Below are some entries. Output each one exactly as it appears.

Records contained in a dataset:
=== Begin Enclosure ===

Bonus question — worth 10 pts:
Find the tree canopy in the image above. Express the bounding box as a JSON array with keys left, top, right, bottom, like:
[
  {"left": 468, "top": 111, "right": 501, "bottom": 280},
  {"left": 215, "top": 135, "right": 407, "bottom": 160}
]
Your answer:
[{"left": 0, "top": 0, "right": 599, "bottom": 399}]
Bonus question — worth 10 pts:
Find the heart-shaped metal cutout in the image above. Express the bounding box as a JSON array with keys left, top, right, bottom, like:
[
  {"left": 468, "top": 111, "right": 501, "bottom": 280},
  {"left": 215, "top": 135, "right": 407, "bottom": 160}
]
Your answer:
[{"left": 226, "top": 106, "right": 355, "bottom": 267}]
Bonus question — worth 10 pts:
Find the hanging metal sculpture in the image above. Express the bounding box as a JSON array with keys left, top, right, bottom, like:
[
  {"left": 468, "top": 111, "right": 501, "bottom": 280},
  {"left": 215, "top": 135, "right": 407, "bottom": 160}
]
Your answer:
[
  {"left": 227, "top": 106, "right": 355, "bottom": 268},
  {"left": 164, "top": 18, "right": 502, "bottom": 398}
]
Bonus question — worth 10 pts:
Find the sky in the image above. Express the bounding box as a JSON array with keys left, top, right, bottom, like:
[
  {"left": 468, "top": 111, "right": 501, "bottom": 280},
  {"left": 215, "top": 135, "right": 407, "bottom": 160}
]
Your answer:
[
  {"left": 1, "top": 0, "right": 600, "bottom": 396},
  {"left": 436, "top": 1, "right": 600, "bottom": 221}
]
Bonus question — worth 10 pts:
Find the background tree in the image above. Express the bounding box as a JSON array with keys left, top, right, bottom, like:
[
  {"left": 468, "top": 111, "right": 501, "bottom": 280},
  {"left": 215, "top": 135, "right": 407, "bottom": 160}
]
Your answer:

=== End Enclosure ===

[Your response]
Bonus question — worth 10 pts:
Find the tree canopy in the image above. Express the bounding box as a JSON array with keys left, top, right, bottom, like:
[
  {"left": 468, "top": 111, "right": 501, "bottom": 280},
  {"left": 215, "top": 135, "right": 407, "bottom": 160}
]
Your answer:
[{"left": 0, "top": 0, "right": 599, "bottom": 399}]
Bonus question — worth 10 pts:
Find the heart-shaped metal cutout in the image above. Express the bounding box as a JSON array with keys left, top, right, bottom, like:
[
  {"left": 468, "top": 111, "right": 501, "bottom": 280},
  {"left": 215, "top": 135, "right": 407, "bottom": 160}
]
Your answer:
[{"left": 226, "top": 106, "right": 355, "bottom": 267}]
Bonus question — worth 10 pts:
Find the hanging metal sculpture in the image above. Express the bounding box as a JSON array with keys left, top, right, bottom, like:
[
  {"left": 468, "top": 111, "right": 501, "bottom": 280},
  {"left": 215, "top": 135, "right": 407, "bottom": 160}
]
Your answer:
[
  {"left": 227, "top": 106, "right": 355, "bottom": 268},
  {"left": 164, "top": 18, "right": 502, "bottom": 398}
]
Bonus question — worth 10 pts:
Find the sky in the image above. Express the bounding box as a JSON array with keys left, top, right, bottom, like:
[
  {"left": 468, "top": 111, "right": 501, "bottom": 280},
  {"left": 215, "top": 135, "right": 407, "bottom": 160}
]
Your answer:
[
  {"left": 1, "top": 0, "right": 600, "bottom": 396},
  {"left": 436, "top": 1, "right": 600, "bottom": 221}
]
Bonus question — worth 10 pts:
Find the background tree in the image above. Express the bounding box as a JSON array with keys left, top, right, bottom, like:
[
  {"left": 468, "top": 111, "right": 501, "bottom": 280},
  {"left": 215, "top": 135, "right": 407, "bottom": 160}
]
Your answer:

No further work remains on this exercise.